(Data entries)
=-=-=
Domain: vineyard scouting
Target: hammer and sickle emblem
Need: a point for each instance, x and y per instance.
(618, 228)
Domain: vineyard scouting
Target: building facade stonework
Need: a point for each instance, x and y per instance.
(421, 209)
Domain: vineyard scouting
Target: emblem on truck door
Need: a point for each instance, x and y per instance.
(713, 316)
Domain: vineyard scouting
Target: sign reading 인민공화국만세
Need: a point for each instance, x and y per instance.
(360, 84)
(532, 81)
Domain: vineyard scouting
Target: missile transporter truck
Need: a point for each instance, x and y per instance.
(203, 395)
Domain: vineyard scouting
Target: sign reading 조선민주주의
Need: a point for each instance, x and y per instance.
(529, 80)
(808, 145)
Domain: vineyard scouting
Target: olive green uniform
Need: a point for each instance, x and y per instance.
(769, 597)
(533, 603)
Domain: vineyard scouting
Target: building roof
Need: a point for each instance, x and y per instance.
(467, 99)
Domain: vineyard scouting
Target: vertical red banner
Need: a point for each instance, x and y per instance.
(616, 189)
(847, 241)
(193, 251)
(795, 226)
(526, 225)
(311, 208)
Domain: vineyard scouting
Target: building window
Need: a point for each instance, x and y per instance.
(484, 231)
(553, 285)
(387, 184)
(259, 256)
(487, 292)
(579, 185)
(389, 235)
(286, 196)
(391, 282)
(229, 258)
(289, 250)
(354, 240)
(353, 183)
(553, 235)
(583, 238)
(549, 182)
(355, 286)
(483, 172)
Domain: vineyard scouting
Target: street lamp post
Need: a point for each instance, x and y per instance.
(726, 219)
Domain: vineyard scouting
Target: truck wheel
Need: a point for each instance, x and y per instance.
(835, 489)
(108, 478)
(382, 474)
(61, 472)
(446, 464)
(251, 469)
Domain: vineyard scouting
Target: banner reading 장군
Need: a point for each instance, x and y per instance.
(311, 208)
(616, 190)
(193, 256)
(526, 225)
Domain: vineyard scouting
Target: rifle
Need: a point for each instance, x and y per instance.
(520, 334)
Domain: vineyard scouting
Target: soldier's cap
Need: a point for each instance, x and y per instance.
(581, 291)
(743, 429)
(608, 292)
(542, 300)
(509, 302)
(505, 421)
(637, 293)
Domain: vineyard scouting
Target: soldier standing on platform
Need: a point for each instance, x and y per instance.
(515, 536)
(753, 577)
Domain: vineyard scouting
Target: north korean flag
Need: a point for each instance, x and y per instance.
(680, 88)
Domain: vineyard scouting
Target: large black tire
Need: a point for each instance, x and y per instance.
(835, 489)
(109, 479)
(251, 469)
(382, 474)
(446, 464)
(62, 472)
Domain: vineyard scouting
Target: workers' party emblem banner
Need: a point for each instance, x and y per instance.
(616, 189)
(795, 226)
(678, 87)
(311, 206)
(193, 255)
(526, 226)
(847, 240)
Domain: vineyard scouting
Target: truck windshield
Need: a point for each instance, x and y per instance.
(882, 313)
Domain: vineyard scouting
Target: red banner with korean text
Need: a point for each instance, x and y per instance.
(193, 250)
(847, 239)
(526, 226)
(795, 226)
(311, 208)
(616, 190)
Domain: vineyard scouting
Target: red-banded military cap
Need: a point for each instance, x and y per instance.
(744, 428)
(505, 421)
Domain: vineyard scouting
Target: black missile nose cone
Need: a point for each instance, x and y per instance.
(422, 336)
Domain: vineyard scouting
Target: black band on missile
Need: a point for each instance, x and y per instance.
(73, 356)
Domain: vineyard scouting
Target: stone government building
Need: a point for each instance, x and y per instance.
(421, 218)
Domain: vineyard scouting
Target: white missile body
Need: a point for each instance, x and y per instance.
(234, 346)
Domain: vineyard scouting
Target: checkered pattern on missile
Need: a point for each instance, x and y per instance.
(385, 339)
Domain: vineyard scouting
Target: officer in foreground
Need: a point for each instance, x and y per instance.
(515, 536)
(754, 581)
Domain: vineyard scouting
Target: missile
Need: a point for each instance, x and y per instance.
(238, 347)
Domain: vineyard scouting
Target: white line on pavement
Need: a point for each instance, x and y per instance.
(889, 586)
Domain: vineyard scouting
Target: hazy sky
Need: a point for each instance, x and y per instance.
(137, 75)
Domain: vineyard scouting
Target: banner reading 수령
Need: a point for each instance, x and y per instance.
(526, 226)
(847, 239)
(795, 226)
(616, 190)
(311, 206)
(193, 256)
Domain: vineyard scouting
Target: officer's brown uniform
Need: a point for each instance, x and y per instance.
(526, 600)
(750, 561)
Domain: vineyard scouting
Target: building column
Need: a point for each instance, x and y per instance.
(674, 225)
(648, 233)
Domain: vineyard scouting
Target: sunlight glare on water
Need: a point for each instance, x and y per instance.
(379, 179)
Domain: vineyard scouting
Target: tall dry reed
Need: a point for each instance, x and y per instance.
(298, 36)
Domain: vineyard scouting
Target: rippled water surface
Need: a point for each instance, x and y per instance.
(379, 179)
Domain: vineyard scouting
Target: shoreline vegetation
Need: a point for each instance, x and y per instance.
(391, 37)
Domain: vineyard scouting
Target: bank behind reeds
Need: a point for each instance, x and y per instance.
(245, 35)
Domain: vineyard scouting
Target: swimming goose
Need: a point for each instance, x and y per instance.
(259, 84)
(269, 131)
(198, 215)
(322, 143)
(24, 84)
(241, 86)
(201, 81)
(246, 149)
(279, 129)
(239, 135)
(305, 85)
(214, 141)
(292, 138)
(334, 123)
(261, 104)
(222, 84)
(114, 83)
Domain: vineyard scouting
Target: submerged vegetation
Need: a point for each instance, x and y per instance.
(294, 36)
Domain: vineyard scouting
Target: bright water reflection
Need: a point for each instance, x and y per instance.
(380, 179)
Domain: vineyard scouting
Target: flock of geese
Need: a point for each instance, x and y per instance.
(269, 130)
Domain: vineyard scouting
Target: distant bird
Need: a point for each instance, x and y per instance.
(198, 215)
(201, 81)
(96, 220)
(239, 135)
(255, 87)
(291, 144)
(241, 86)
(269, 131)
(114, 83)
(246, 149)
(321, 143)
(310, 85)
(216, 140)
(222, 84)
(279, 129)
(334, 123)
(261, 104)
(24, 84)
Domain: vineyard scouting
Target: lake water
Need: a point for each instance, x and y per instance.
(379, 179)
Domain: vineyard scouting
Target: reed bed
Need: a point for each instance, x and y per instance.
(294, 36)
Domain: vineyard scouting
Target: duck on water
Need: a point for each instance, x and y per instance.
=-=-=
◆ Objective
Which lines of the items above contain the word "water"? Copy each of them.

◆ Result for this task
Target: sunlight glare on water
Target: rippled water surface
Target: bright water reflection
Target: lake water
Target: duck on water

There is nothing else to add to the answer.